(Provided passage):
How about you? Have done analysis with tables where accumarray, varfun, rowfun, findgroups and splitapply might have helped? Do you have cases where you need tall tables? Let us know here.


Get the MATLAB code

Published with MATLAB® R2017a

Note

Comments are closed.

4 CommentsOldest to Newest

Richard Oberdieck replied on : 1 of 4

Hi,
thank you very much for your post on tables! I am using them to some extent right now and find them very useful! One question I have though is regarding performance for very large data sets: is there a noticeable difference between rowfun/varfun approaches with tables to bsxfun/arrayfun approaches for simple arrays/matrices?
Thanks
Richard

Stephen Doe replied on : 2 of 4

Hi Richard,

Thank you for your comment! I am glad you find tables to be useful.

It is difficult to make a definitive statement about differences in performance, since the functions were implemented with different goals in mind. For example, arrayfun applies a function to the elements of an input array, one element at a time. When performing ungrouped calculations, varfun and rowfun act on entire table variables. For grouped calculations, the performance of varfun and rowfun also depends on the number of groups you specify. Performance will depend on the calculations you plan to make, the size of the data set, and the number of groups.

(Provided material):
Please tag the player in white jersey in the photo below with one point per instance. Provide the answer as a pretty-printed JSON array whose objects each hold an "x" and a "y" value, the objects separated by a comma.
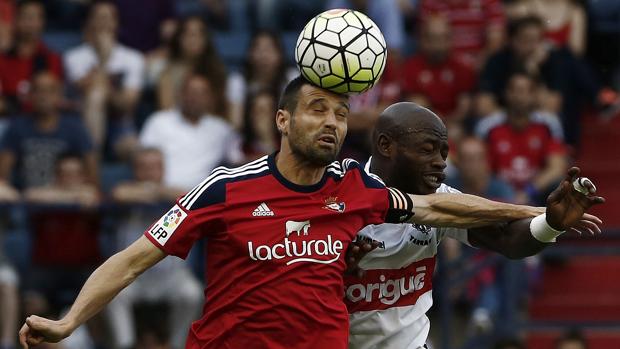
[{"x": 388, "y": 305}]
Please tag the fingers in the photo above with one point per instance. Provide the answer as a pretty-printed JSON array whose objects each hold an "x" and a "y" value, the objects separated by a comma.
[
  {"x": 592, "y": 227},
  {"x": 572, "y": 174},
  {"x": 592, "y": 218}
]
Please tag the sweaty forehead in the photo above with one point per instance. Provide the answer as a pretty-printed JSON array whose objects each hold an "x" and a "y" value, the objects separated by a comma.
[{"x": 311, "y": 93}]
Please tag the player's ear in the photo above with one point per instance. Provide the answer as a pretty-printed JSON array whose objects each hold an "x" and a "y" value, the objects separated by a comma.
[
  {"x": 283, "y": 121},
  {"x": 386, "y": 145}
]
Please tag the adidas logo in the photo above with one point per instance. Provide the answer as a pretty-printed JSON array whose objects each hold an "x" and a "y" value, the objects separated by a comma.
[{"x": 262, "y": 211}]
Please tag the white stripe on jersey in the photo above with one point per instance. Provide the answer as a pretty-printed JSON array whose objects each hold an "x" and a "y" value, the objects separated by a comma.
[
  {"x": 223, "y": 176},
  {"x": 256, "y": 163}
]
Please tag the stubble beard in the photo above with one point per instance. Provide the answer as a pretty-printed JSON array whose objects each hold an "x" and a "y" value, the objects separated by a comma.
[{"x": 315, "y": 156}]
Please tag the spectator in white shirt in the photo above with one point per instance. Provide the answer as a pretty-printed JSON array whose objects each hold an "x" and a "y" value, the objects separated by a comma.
[
  {"x": 192, "y": 141},
  {"x": 108, "y": 75}
]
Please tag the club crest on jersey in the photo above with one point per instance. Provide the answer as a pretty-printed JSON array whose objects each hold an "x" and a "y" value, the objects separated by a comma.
[
  {"x": 332, "y": 204},
  {"x": 163, "y": 229},
  {"x": 420, "y": 235}
]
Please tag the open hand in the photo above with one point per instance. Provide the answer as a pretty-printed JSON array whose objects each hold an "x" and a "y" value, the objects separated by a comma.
[{"x": 566, "y": 206}]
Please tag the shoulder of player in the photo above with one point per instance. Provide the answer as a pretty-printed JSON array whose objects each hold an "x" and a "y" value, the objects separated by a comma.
[
  {"x": 351, "y": 166},
  {"x": 212, "y": 190},
  {"x": 444, "y": 188}
]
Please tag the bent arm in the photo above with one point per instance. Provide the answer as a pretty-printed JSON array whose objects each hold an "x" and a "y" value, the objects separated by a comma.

(Aim 1): From the MATLAB tables comment thread, print everything from "Stephen Doe replied" down to "number of groups.".
(Aim 2):
Answer these questions using the MATLAB tables comment thread:
(a) Which MATLAB release was used to publish the code?
(b) According to the reply to Richard, how does arrayfun apply a function to an input array?
(c) For grouped calculations, what else does the performance of varfun and rowfun depend on?
(Aim 3): Pick up the MATLAB tables comment thread after its final sentence and carry it forward.
The material shown is not needed for this work.

(Exercise answer 1):
Stephen Doe replied on : 2 of 4

Hi Richard,

Thank you for your comment! I am glad you find tables to be useful.

It is difficult to make a definitive statement about differences in performance, since the functions were implemented with different goals in mind. For example, arrayfun applies a function to the elements of an input array, one element at a time. When performing ungrouped calculations, varfun and rowfun act on entire table variables. For grouped calculations, the performance of varfun and rowfun also depends on the number of groups you specify. Performance will depend on the calculations you plan to make, the size of the data set, and the number of groups.

(Exercise answer 2):
(a) MATLAB R2017a.
(b) It applies the function to the elements of the input array one element at a time.
(c) The number of groups specified.

(Exercise answer 3):
If you want to perform grouped calculations on numeric arrays, then findgroups and splitapply, or accumarray, are the most suitable functions, and other things being equal, performance is likely to be comparable to varfun or rowfun.

To perform calculations on table variables, probably your best route is to write your code using varfun or rowfun (whichever is more appropriate), and then test your code on moderately-sized data sets. If you have a case where varfun or rowfun seem to cause poor performance, please contact technical support at MathWorks for assistance.

Best Regards,

Stephen Doe

Jamie Hetherington replied on : 3 of 4

Great article team, seems like lots of great ways to manipulate and perform calculations on data in tables with these functions!

I hope this is ok to post a question here as I have question in regards to attempting to use varfun on a 101×9 table. I am trying to use the function ‘FindMin’ on a table specifying the input variables to get the min value and index of the specific variables which are column vectors. I know you can get a summary of the min, max and median but i’m interested in where the value occurs as well.

FindMin = @(M,I) min(x);
AllMins = varfun(FindMin,NormData,’InputVariables’,’LLatTrunkFlexion2Norm’,’RLatTrunkFlexion2Norm’,’MPV1Norm’,’MPV2Norm});

I can’t pass the input variables from the table into varfun section as I get the error below. I’m sure its got something to do with FindMin function but I’m relatively new to Matlab i’m sure there might be an easy fix and would welcome any suggestions!

Error using tabular/varfun>dfltErrHandler (line 412)
Applying the function ‘@(M,I)min(x) to the variable ‘LLatTrunkFlexion2Norm’ generated the
following error:

Invalid data type. First argument must be numeric or logical.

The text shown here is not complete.